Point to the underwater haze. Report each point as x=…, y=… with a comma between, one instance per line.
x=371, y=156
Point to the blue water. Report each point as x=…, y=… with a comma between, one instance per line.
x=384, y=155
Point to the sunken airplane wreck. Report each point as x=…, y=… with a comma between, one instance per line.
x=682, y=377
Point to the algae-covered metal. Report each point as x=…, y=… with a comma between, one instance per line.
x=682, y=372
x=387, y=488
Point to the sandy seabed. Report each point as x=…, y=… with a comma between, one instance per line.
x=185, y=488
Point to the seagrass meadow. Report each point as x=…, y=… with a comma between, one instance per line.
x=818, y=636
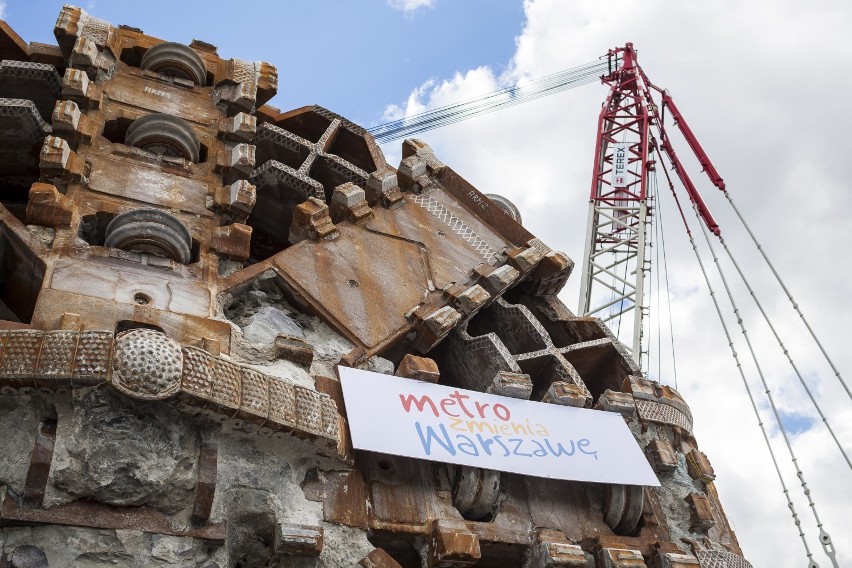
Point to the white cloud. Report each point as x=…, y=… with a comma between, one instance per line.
x=410, y=6
x=758, y=84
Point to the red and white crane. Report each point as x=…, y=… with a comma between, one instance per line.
x=631, y=144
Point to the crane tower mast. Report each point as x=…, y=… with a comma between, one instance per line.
x=621, y=203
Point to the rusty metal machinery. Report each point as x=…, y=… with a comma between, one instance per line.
x=182, y=268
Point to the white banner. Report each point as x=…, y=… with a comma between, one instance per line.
x=422, y=420
x=620, y=158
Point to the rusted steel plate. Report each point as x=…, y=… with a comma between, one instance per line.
x=124, y=178
x=148, y=93
x=363, y=281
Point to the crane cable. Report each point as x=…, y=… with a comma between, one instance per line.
x=789, y=297
x=501, y=98
x=811, y=562
x=668, y=292
x=784, y=349
x=825, y=539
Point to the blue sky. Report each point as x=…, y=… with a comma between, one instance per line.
x=758, y=83
x=351, y=57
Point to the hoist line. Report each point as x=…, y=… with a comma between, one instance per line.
x=546, y=83
x=656, y=272
x=785, y=350
x=668, y=289
x=502, y=98
x=421, y=124
x=812, y=563
x=824, y=537
x=789, y=295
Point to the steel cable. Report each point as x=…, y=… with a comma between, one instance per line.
x=825, y=539
x=811, y=562
x=502, y=98
x=789, y=296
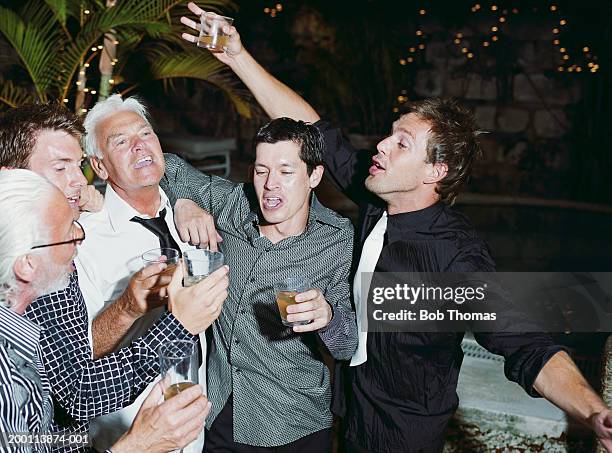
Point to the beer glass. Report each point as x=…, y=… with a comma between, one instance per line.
x=212, y=36
x=199, y=264
x=286, y=290
x=172, y=258
x=178, y=362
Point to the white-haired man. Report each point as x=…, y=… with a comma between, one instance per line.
x=125, y=152
x=38, y=238
x=45, y=138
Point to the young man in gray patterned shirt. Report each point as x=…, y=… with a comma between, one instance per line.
x=268, y=383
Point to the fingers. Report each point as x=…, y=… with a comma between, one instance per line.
x=154, y=395
x=308, y=295
x=150, y=270
x=195, y=9
x=190, y=23
x=177, y=279
x=212, y=237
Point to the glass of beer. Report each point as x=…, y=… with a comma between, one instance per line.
x=178, y=362
x=169, y=256
x=212, y=36
x=199, y=264
x=286, y=290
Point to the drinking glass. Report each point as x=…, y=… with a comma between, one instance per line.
x=286, y=290
x=212, y=36
x=199, y=264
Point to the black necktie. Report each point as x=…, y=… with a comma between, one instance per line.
x=159, y=228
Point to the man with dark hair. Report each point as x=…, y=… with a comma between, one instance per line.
x=400, y=391
x=268, y=384
x=83, y=388
x=45, y=138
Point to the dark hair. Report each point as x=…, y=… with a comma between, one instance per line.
x=19, y=129
x=451, y=140
x=305, y=135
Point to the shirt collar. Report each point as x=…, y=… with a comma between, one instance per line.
x=21, y=333
x=120, y=212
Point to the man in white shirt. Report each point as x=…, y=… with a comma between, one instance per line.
x=126, y=153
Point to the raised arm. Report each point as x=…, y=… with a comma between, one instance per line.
x=276, y=98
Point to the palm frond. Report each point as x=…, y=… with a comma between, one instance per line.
x=200, y=65
x=60, y=8
x=13, y=95
x=35, y=41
----
Your answer must be the lines from the one with "Point to the shirt" through the last line of the data, repeated exactly and with nothing else.

Point to the shirt collar. Report each point as x=…, y=… with a comma between, one instance per line.
x=21, y=333
x=120, y=212
Point to the man in white shirt. Report each point as x=…, y=… with a comma between, one instance per line.
x=126, y=153
Point to the raised arm. Report each point as x=…, y=… with a comma between, one instance per line.
x=276, y=98
Point to the palm frond. Report each point as x=…, y=… with a comma between, one instance per line.
x=200, y=65
x=60, y=8
x=13, y=95
x=35, y=41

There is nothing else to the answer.